-- Begin Passage provided --

> The entire thing is stitched together by spreadsheets that are parsed by Python, dropped into S3, parsed by Lambdas into more S3, the S3 files are picked up by MongoDB, then MongoDB records are passed by another Lambda into S3, the S3 files are pulled into Snowflake via Snowpipe, the new Snowflake data is pivoted by a Javascript stored procedure into a relational format... and that's how you edit someone's database access. That whole process is to upload like a 2KB CSV to a database that has people's database roles in it.
Sometimes it's hard to distinguish resume-driven development from iterative-StackOverflow-driven development.
Everything I look at these days looks like this. And most of the time it doesn't even solve the initial problem statement but everyone is too naive to even realise that.
The worst thing I've seen is a stack that parses out a file and loads it into a DB. So someone sends us a file via an expensive SFTP+S3 thing in AWS. That is then picked up by some scheduled task using a proprietary in house scheduler process running inside kubernetes. This proceeds to download the file to the local pod. Then it makes tens of thousands of API calls to match up data which cranks the CPU up on a huge database server. This breaks all the other jobs running. Then it writes another file out to S3, consuming 17GB of RAM in the process. Another process picks that up and then batches it and inserts it into the DB with no transactional stuff around it.
The original process this replaced was a copy into a temporary table and then a bit of transaction-wrapped SQL that took about 20 seconds to import + run. They improved that to 7 hours and reduced the success rate from 100% to about 80%
I am currently working with a US government system for downloading public scientific data. You select some data you want to download and add it to a shopping cart. Check out, and select 'create database'. This generates your own copy of an Oracle database, with your own credentials and hostname and db name. Connect to that and construct a query against a table that has some metadata about studies you're interested in. Using the identifiers from that table, join with a LIKE against another table for s3:// URLs. (There are no primary keys and the other table's column is not exactly the same; you need to use a LIKE. This is all documented.)

-- End Passage provided --
-- Begin Supplied entries --

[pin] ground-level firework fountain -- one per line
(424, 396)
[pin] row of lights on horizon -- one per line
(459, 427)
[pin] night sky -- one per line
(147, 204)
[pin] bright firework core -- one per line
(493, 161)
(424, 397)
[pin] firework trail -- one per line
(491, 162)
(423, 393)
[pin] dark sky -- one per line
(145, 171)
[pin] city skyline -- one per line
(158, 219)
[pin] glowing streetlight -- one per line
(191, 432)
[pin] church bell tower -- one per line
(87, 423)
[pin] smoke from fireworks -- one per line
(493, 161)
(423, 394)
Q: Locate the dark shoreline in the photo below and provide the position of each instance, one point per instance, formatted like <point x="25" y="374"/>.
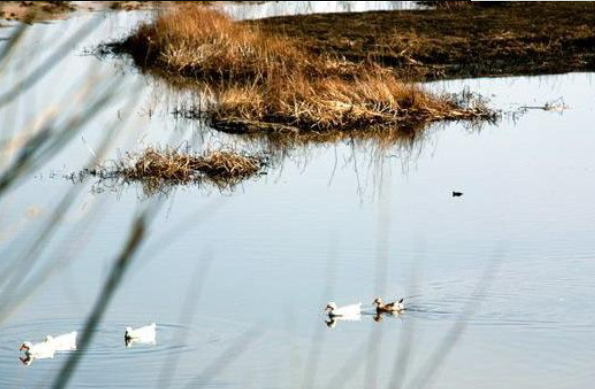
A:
<point x="522" y="38"/>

-- End Supplied entries --

• _Task instructions_
1/ From the forum thread about data pipelines, reproduce the text from "The worst thing" up to and including "stuff around it.", substituting "Docker" for "kubernetes".
2/ According to the forum thread about data pipelines, how long did the original import process with the temporary table take to import and run?

• _Solutions for each task_
1/
The worst thing I've seen is a stack that parses out a file and loads it into a DB. So someone sends us a file via an expensive SFTP+S3 thing in AWS. That is then picked up by some scheduled task using a proprietary in house scheduler process running inside Docker. This proceeds to download the file to the local pod. Then it makes tens of thousands of API calls to match up data which cranks the CPU up on a huge database server. This breaks all the other jobs running. Then it writes another file out to S3, consuming 17GB of RAM in the process. Another process picks that up and then batches it and inserts it into the DB with no transactional stuff around it.

2/ About 20 seconds.